─── Excerto da página ───

A Justiça e a Saúde Mental em primeira instância parecem áreas totalmente distintas. Mas será que realmente não têm pontos em comum? Pois bem, existe um ponto em que ambas se encontram.
Em Portugal, talvez exista a ideia na população que apenas pode haver a privação de liberdade em casos de condenação criminal. No entanto, ao abrigo da Lei da Saúde Mental a pessoa pode ver a sua liberdade retirada quando submetida a um internamento involuntário, mediante decisão médica e posteriormente validade por um juiz.
A saúde mental é essencial para o bem-estar geral e tem impacto direto na qualidade de vida. Segundo a Organização Mundial de Saúde, problemas de saúde mental são responsáveis por uma parte significativa da carga global de doenças, sendo a depressão uma das principais causas de incapacidade no mundo. Em Portugal, a prevalência de doenças mentais atinge 23,8% da população, destacando e reforçando a necessidade que existe em políticas e práticas eficazes para lidar com esta realidade.
Um dos maiores desafios que se coloca à pessoa com problemas de saúde mental prende-se com a adesão e a gestão do seu regime terapêutico.

─── Dados fornecidos ───

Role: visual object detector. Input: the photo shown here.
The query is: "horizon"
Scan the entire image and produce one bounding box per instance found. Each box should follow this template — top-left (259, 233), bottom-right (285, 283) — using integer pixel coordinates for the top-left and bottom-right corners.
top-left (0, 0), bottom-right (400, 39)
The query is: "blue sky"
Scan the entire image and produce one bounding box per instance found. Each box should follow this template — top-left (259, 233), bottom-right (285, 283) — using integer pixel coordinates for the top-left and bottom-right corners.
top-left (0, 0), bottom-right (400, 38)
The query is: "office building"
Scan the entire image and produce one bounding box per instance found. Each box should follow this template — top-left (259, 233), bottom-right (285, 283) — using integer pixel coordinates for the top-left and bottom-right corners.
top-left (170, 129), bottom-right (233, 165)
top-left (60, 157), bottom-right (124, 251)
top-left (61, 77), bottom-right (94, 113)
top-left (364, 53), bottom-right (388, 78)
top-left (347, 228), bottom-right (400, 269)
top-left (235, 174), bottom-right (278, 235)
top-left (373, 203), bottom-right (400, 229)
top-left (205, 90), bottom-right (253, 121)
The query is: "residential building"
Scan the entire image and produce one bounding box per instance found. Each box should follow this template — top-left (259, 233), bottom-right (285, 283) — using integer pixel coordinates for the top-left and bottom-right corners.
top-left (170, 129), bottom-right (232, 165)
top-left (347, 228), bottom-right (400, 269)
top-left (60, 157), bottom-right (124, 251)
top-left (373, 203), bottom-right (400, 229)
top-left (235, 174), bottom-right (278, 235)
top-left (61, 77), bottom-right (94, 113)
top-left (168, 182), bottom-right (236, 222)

───

O que fazer: Transcreva do excerto da página tudo o que vai desde "Em Portugal, talvez" até "com esta realidade.". Para responder, recorra apenas ao excerto da página.

Resultado da tarefa:
Em Portugal, talvez exista a ideia na população que apenas pode haver a privação de liberdade em casos de condenação criminal. No entanto, ao abrigo da Lei da Saúde Mental a pessoa pode ver a sua liberdade retirada quando submetida a um internamento involuntário, mediante decisão médica e posteriormente validade por um juiz.
A saúde mental é essencial para o bem-estar geral e tem impacto direto na qualidade de vida. Segundo a Organização Mundial de Saúde, problemas de saúde mental são responsáveis por uma parte significativa da carga global de doenças, sendo a depressão uma das principais causas de incapacidade no mundo. Em Portugal, a prevalência de doenças mentais atinge 23,8% da população, destacando e reforçando a necessidade que existe em políticas e práticas eficazes para lidar com esta realidade.